▸ **PROVIDED RECORDS**:

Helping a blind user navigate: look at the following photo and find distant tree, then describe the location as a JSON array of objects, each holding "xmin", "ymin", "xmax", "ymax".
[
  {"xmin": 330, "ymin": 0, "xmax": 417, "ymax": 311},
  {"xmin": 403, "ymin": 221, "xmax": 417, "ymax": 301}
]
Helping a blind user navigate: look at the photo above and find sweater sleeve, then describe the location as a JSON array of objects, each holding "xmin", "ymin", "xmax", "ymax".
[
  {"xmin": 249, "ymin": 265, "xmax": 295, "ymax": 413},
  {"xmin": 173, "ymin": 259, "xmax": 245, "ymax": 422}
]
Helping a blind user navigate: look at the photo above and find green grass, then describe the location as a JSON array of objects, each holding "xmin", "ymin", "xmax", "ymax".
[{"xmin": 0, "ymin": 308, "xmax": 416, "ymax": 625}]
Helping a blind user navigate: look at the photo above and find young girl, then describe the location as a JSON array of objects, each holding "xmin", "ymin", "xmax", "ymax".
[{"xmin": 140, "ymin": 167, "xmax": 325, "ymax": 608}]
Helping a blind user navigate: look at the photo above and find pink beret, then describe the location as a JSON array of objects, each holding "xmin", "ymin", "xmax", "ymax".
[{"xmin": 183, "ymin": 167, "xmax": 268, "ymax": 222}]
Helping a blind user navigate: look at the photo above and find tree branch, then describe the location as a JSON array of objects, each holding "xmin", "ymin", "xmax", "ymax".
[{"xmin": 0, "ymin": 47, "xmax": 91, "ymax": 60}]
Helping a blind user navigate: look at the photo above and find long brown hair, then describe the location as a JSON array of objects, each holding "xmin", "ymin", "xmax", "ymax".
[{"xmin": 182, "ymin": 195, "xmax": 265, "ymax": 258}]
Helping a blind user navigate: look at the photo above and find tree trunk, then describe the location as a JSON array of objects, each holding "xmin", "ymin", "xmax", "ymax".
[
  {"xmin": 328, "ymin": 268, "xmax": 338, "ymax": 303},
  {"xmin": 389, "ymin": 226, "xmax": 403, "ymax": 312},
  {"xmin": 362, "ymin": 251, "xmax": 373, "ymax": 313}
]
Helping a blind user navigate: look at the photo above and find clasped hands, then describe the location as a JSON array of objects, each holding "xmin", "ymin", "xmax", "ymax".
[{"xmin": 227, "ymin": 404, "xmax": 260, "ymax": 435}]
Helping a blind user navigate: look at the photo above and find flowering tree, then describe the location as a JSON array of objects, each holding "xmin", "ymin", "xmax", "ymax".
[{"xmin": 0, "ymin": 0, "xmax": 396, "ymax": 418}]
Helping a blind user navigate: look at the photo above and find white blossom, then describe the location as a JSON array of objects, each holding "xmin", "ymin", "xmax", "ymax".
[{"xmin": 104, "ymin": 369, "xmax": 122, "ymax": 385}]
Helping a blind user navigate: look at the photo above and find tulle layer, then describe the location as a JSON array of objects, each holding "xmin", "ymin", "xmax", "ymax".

▸ **ASSIGNMENT**: Each line above should be duplicated without any alteration.

▸ **EXERCISE SOLUTION**:
Helping a blind user navigate: look at the following photo and find distant tree, then describe the location as a JSON array of objects, each holding "xmin", "ymin", "xmax", "ymax".
[
  {"xmin": 330, "ymin": 0, "xmax": 417, "ymax": 311},
  {"xmin": 403, "ymin": 221, "xmax": 417, "ymax": 301}
]
Helping a blind user navigate: look at the photo above and find sweater sleeve, then describe the location as a JSON array of objects, each holding "xmin", "ymin", "xmax", "ymax".
[
  {"xmin": 249, "ymin": 265, "xmax": 295, "ymax": 413},
  {"xmin": 173, "ymin": 259, "xmax": 245, "ymax": 422}
]
Helping a blind user navigate: look at the photo above and find green grass, then describe the location as a JSON array of objects, each holding "xmin", "ymin", "xmax", "ymax".
[{"xmin": 0, "ymin": 308, "xmax": 416, "ymax": 625}]
Helping a blind user navigate: look at the photo above and find young girl, then describe the location as a JSON array of objects, each holding "xmin", "ymin", "xmax", "ymax".
[{"xmin": 140, "ymin": 167, "xmax": 325, "ymax": 608}]
Helping a blind user navigate: look at the photo above and find pink beret, then describe the location as a JSON array of objects, each holding "xmin", "ymin", "xmax", "ymax".
[{"xmin": 183, "ymin": 167, "xmax": 268, "ymax": 222}]
Helping a blind user navigate: look at the photo above and find tree branch, then describe the location as a JSON array of objects, each holding "xmin", "ymin", "xmax", "ymax".
[{"xmin": 0, "ymin": 47, "xmax": 91, "ymax": 60}]
Helping a blind user navigate: look at the photo above and find long brown hair, then describe the location as a JSON array of objects, each holding "xmin", "ymin", "xmax", "ymax".
[{"xmin": 182, "ymin": 195, "xmax": 265, "ymax": 258}]
Helping a blind user navigate: look at the photo above and find tree trunk, then describe the location as a JSON array of objects, each holding "xmin", "ymin", "xmax", "ymax".
[
  {"xmin": 328, "ymin": 268, "xmax": 338, "ymax": 303},
  {"xmin": 389, "ymin": 226, "xmax": 403, "ymax": 312},
  {"xmin": 362, "ymin": 251, "xmax": 373, "ymax": 313}
]
Helping a blind user navigate: look at the photo above and find clasped hands, then describe the location as a JSON array of objects, each holding "xmin", "ymin", "xmax", "ymax".
[{"xmin": 227, "ymin": 404, "xmax": 260, "ymax": 435}]
Helping a blind user navigate: look at the photo above and find flowering tree, then describe the location as a JSON array of objects, each holding "xmin", "ymin", "xmax", "ymax".
[{"xmin": 0, "ymin": 0, "xmax": 396, "ymax": 418}]
Helping a blind user navigate: look at the photo above and find white blossom, then describe the location as a JSON array of objects, each holding "xmin", "ymin", "xmax", "ymax".
[{"xmin": 104, "ymin": 369, "xmax": 122, "ymax": 385}]
Helping a blind user navigate: look at the photo above and find tulle layer, then describe the location as a JSON array of objects, each holding "xmin", "ymin", "xmax", "ymax".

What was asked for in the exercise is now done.